### DATA IN THIS EXERCISE
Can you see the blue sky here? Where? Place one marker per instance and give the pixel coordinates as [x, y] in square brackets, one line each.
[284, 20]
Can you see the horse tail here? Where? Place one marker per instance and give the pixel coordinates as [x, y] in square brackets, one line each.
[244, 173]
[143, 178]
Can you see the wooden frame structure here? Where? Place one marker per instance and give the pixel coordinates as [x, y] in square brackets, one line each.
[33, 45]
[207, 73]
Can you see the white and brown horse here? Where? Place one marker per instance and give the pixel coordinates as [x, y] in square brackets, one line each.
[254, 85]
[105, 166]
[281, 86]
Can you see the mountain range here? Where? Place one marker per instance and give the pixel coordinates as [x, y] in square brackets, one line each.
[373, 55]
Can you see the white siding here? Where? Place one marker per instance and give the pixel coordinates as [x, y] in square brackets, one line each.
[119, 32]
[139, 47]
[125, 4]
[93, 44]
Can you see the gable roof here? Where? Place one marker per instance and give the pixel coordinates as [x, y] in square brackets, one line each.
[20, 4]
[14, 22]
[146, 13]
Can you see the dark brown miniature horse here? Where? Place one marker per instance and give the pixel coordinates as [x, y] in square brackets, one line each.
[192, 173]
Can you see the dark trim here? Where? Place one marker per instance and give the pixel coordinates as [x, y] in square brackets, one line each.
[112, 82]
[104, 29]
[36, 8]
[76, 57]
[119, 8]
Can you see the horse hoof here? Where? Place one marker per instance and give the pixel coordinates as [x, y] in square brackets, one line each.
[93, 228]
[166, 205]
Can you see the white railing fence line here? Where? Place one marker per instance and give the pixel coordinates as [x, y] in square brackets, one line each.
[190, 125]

### EXERCISE
Retype all of the records above word for word.

### FINISHED TASK
Can you see the blue sky here? Where? Place one marker per instance and give the pixel coordinates as [x, y] in square brackets, one line each.
[284, 20]
Can you see the horse tail here? Where? Place one marker per instance and give the pixel coordinates as [x, y] in square brackets, one line each.
[244, 173]
[143, 178]
Can you see the wooden frame structure here? Where? Place one marker per instance and give the pixel coordinates as [x, y] in square brackets, one line each.
[33, 45]
[207, 73]
Can you see the white and brown horse here? Where? Place one marker per instance and give the pixel coordinates as [x, y] in square brackets, one line each.
[254, 85]
[105, 166]
[281, 86]
Can you see the mountain range here? Where? Place one marker per instance and give the pixel coordinates as [x, y] in square brackets, one line each.
[373, 55]
Can you see the white siding here? Where? Place one marker per instance and give the pixel coordinates as [x, y] in square brackets, one line each.
[119, 32]
[139, 47]
[125, 4]
[93, 44]
Can you see the gable roof here? Where? Place one marker per instance and give the pixel coordinates as [x, y] in square brackets, one line each.
[20, 4]
[14, 22]
[146, 13]
Can you see the dark brown miniature horse here? Where? Place one marker per instance and give the pixel coordinates as [x, y] in square brackets, one line each.
[192, 173]
Can you see the dark trim here? Where? Place one marker per instance and give the pixel coordinates as [x, y] in square brackets, one line each.
[112, 82]
[104, 29]
[36, 8]
[76, 57]
[119, 8]
Can you see the horse hoof here? Where? Place one marker per instance and give the pixel coordinates as [x, y] in square brackets, one line each.
[93, 228]
[166, 205]
Can you see the white railing fence line here? Where? Place one marker per instance and give the pixel coordinates as [x, y] in square brackets, one line each.
[190, 125]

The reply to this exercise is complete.